**** Text block
Davis, J., concurring:


        In this case the majority opinion has concluded that a defense attorney cannot be held liable under the Unfair Trade Practices Act for improper litigation conduct while defending an insured. The majority opinion has also concluded that an insurer maybe held vicariously liable, under the Act, for improper conduct by defense counsel, if the insurer has knowledge of the improper conduct and encourages, directs, participates in, relies upon or ratifies such conduct. I embrace both holdings by the majority opinion and therefore concur in the disposition of this case. I have chosen to write separately to more fully address the issue of vicarious liability of an insurer for improper conduct by defense counsel in defending an insured.

 

Split of Authority

        Courts around the country are split on the issue of holding an insurer vicariously liable for litigation misconduct by an insurer's attorney who is hired to defend an insured. The positions taken by jurisdictions addressing the issue are set out below.

A. Insurer Not Vicariously Liable.
********
**Objective a**.
Answer these questions about the concurring opinion:
(i) According to the majority opinion, can a defense attorney be held liable under the Unfair Trade Practices Act for improper litigation conduct while defending an insured?
(ii) What issue did the concurring judge write separately to address more fully?
(iii) On what issue are courts around the country split?
The rows have no connection to the concurring opinion.
**** Data excerpts
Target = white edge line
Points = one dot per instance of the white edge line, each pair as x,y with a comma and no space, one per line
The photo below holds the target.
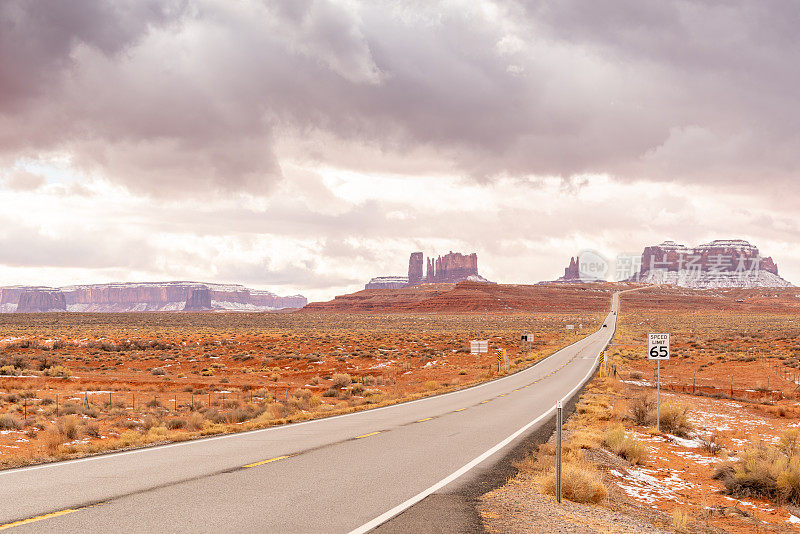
53,465
366,527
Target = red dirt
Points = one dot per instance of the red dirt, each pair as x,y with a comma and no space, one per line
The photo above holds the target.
475,297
********
**Objective b**. Give the rows from the line containing "Target = red dirt" through the end of the rows, inclusive, as a two-column CSV with columns named request and answer. Write one line per request, with each field quoted and any line breaks replaced by spaces.

**Exercise response a**.
(i) No.
(ii) The vicarious liability of an insurer for improper conduct by defense counsel in defending an insured.
(iii) Whether to hold an insurer vicariously liable for litigation misconduct by an insurer's attorney who is hired to defend an insured.

**Exercise response b**.
request,answer
"Target = red dirt Points = one dot per instance of the red dirt, each pair as x,y with a comma and no space, one per line The photo above holds the target.","475,297"